• _Exercise set_:
- A) Answer these questions about the interview excerpt on AI-generated music:
(i) At which firm is Chris Mammen a partner?
(ii) Whose rights of publicity does the opening paragraph ask about?
(iii) What does Mammen say have been around for years?
- B) What uses do rights of publicity govern, according to the interview excerpt on AI-generated music? List every one it names.
- C) Pick up the interview excerpt on AI-generated music and copyright where it stops, and keep it going.

• _Extract provided_:

━━━━━━━━━━

No matter the underlying facts, the stratospheric success of “Heart on My Sleeve” raises several thorny legal questions, most of which have to do with copyrights. For argument’s sake, let’s assume that Ghostwriter used AI to make “Heart on My Sleeve.” Did they violate Drake or the Weeknd’s rights of publicity, which govern the unauthorized use of their names, likenesses, images, and—crucially—their voices? Ostensibly, that isn’t Drake’s voice we’re hearing; it just sounds exactly like it. What would a court have to say about that? 


To take things a step further: If this song was made with AI and sounded that much like the real deal, we’ve crossed some major technological threshold. There are bound to be thousands of other songs like this one coming down the pipeline. Who—or what—controls the rights to them? Who gets to choose whether they stay on streaming services or get taken down? Who gets paid for them? And how are old-fashioned, human-generated songs supposed to compete with AI-generated ones, which require significantly less time and money to produce?

To help me wade through the soupy, brain-busting swamp of uncertainty into which the Ghostwriter saga has collectively plunged us, I called up Chris Mammen, an expert on the intersection of intellectual property law, music, and artificial intelligence and a partner at Womble Bond Dickinson. Fix yourself a drink or something—things are about to get really heady, really fast.

VICE: I want to start off by talking about the Ghostwriter song. What legal questions did it raise for you, particularly regarding copyright issues?
Chris Mammen:
There’s a whole lot to break apart there. I guess a starting place would be: How would we think about this in the absence of AI creating it? We’ve got cover bands and impersonators and things like that, which have been around for years. So what if somebody recorded an original composition and, through a selection of artists and/or some autotune, made it sound just like Drake featuring The Weeknd? Then we’d think about the outputs and sort of layer on the fact that AI was used to create it. 


So what would happen if somebody did this without any AI tools?
It depends on what it’s purporting to be. If they published it and they said, “Hey, this is a new tune by Drake featuring The Weeknd,” they’re trading on both the sound of the voices as well as the name, and they’re fostering confusion and misrepresenting who it’s from. That’s one extreme where there are some potentially significant issues. 

If you say, “This is a tribute band that sounds like Drake featuring The Weeknd,” you’re invoking the artists’ names, and so you may be trading on that, but you’re also being clear that it’s not them. There’s sort of an evolving question in the law about how those are to be treated.

━━━━━━━━━━

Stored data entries
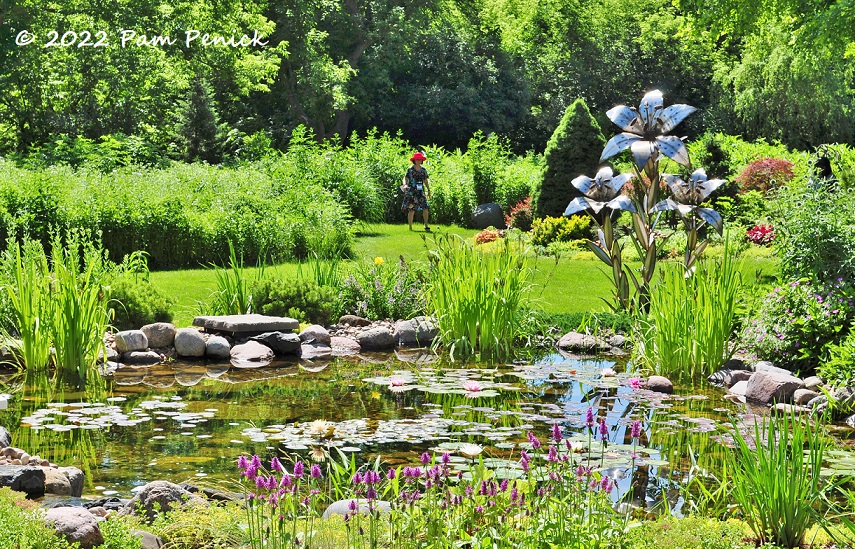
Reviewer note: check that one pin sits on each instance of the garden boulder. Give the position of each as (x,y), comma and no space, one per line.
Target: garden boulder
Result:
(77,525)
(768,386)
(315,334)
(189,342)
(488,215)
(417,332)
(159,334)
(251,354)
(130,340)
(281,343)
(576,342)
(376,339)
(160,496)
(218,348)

━━━━━━━━━━

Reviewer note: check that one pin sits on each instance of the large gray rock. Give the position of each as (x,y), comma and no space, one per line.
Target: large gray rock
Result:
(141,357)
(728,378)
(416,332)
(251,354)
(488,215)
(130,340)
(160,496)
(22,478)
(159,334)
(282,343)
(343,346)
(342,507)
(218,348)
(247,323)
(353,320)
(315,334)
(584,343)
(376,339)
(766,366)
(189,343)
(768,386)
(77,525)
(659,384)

━━━━━━━━━━

• _Exercise results_:
- A)
(i) Womble Bond Dickinson
(ii) Drake and the Weeknd
(iii) Cover bands and impersonators

- B)
- Names
- Likenesses
- Images
- Voices

- C)
What if, instead, they said, “This is a work by Shmake,” and they didn’t actually use the Drake name and just left it to the audience to make the connection? Or a further extreme: They just said, “Hey, this is a great new track by an anonymous artist.” How much are you trading on the name, image, likeness, and similarity with the established artist in a way that causes confusion that maybe dilutes the value of the artist’s brand?

The title on the TikTok post sort of straddled that ambiguously. It said, “Hey, look what I created using AI: It’s Drake featuring The Weeknd,” or something like that. It’s somewhere between, maybe leaning towards, “Hey, this sounds just like Drake,” or, “This is a tribute”—the equivalent of a tribute band.


When AI enters the equation, how does that change things?
The big question is, was the AI trained with a bunch of Drake’s music? Was that fed in to get an output that sounds like him? Or was it purely mechanical: taking some other recording and tinkering until it sounded similar enough? Since Ghostwriter purports to have used AI to do it, I’m going to infer that the AI was trained on Drake’s music. There’s a big question that’s pending right now about how much it constitutes fair use, under copyright law, to use copyrighted material or protected material as training data. 

“There's a big question that's pending right now about how much it constitutes fair use, under the copyright law, to use copyrighted material or protected material as training data.”

Could you briefly explain the concept of fair use and how it relates to AI and music?
A copyright protects any original work of authorship, which could be writing, photographs, movies, music—those kinds of things. Copying is not permitted. However, some categories of use of copyrighted material are permissible and considered “fair use.” They include things like education, commentary, parody, and so forth. If you’re using copyrighted material as training data, you’re generating a new output—you’re not generating a photograph or a song or something that’s an exact copy of what was put in. So the question is: Is that impermissible use or fair use of the material?


The way AI work with things like this is that you have the algorithm, and you put in a whole bunch of data, and then the algorithm is able to use that data, and the way that it has analyzed or parsed the data, to generate outputs. For example, if it’s a music-generating AI, and some of the inputs are tagged as “Drake,” then when you enter a prompt into the AI that says, “Give me an output that sounds like Drake,” it’s going to focus on extracting what the algorithm recognizes as characteristic aspects of the music that’s tagged as “Drake.”

There are several lawsuits going on right now about this in contexts other than music. One of them was filed by Getty Images. The complaint is full of examples of Getty Images’ registered copyright photos and then outputs from the defendant AI that look like those photos. Sometimes there’s even a distorted Getty Images watermark on the output photos. There’s also a class action by some independent photographers who claim that their works have been used in generating AI images. And then there’s another lawsuit involving computer code, where the allegation is that the AI was improperly trained on source code repositories without the permission of the users. 


Those three cases really tie into how one may go about thinking about the use of famous recording artists’ works to train the AI. As a general proposition, a ruling in those cases that the use of copyrighted works as training data is fair use would tend to give a significant measure of protection to folks like Ghostwriter. 

If it goes the other way, people are going to be spooked out about the prospect of doing something like Ghostwriter did.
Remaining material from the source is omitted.